→ **Problem requirements**
Pick up the article on corn, canola, and vegetable oils, shown below, and continue it from its final heading, "What Is Corn Oil?".

Credit: Sarah Crowley

Corn oil, canola oil, and vegetable oil all not only look very similar, but they’re also used in quite similar ways, too. So it can be difficult to know what makes them different. Additionally, all of these oils are considered “neutral oils,” which means they have little to no noticeable flavor.

“Almost every culture has a neutral-tasting seed or nut oil, because cooks don’t always want fat to flavor a dish,” writes Samin Nosrat in her book, Salt Fat Acid Heat. Other neutral-by-design oils used across the globe include avocado, safflower, and peanut oils.

To navigate the differences between corn, canola, vegetable oils, first consider their base ingredients. Corn oil, as you might have guessed, is sourced from corn kernels, canola oil comes from the rapeseed plant, and vegetable oils can contain an array of plant-based components. 

How we extract oil from these ingredients affects the characteristics of and best uses for corn, canola, and vegetable oils.

What Is Corn Oil?

Records from a point-labeling set
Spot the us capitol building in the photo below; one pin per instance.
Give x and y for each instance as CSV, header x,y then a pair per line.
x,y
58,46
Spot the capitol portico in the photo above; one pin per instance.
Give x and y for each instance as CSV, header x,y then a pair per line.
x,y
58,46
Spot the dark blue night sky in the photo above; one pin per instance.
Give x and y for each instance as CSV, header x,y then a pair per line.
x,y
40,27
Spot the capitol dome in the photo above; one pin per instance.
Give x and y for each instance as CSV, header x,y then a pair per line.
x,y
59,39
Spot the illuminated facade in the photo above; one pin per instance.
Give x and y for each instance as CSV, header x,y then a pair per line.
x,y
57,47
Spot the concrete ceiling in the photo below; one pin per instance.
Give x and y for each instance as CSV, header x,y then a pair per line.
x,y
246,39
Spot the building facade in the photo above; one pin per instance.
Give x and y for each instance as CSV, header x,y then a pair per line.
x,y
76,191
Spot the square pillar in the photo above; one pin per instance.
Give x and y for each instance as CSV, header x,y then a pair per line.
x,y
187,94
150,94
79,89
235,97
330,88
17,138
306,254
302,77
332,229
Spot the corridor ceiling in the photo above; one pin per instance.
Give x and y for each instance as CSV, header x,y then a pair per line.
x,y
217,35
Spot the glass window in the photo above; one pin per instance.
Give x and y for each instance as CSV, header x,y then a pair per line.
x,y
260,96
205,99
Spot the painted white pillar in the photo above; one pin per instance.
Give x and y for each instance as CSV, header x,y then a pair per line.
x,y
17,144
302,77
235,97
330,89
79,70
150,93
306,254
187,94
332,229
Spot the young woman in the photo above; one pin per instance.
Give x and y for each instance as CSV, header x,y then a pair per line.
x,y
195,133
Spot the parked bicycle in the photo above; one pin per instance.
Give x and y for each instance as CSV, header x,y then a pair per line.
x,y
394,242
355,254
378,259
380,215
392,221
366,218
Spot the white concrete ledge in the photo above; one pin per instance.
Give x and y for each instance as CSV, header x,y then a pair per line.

→ **Reply**
Golden corn oil is extracted from the germ, or innermost portion, of a corn kernel. It has a mild and roasty flavor, thanks to its titular ingredient. It’s an excellent frying and grilling oil because it has a high smoke point of 450°F. (The smoke point is the amount of heat a cooking oil can withstand before it starts to smoke and decompose.)

How to Cook with Corn Oil

Corn oil is slightly more flavorful than canola and vegetable oils, and has a higher smoke point. Use corn oil when preparing fried foods, homemade condiments, or baked goods where subtle notes of corn are welcome, such as the following recipes:

What Is Canola Oil?

Mild-tasting canola oil comes from the rapeseed plant, a member of the same family as mustard, turnips, and kale. Created by Canadian scientists, its name is a combination of “Canada” and a derivation of “oleum,” the Latin word for oil. Canola oil has a smoke point of 400°F, which is lower than corn oil but still suitable for frying. By means of comparison, extra-virgin olive oil has a smoke point of 325°F. 

How to Cook with Canola Oil

With its high smoke point and neutral flavor, canola oil is a great candidate for baked goods and fried foods. You can use canola oil interchangeably with corn and vegetable oil in most recipes.

What Is Vegetable Oil?

Vegetable oil can be made from one or a blend of different plant-based oils, including safflower, corn, and canola, but most commercially available vegetable oils contain at least some soybean oil. (Soybean is the most consumed edible oil in the U.S. — by a large margin.)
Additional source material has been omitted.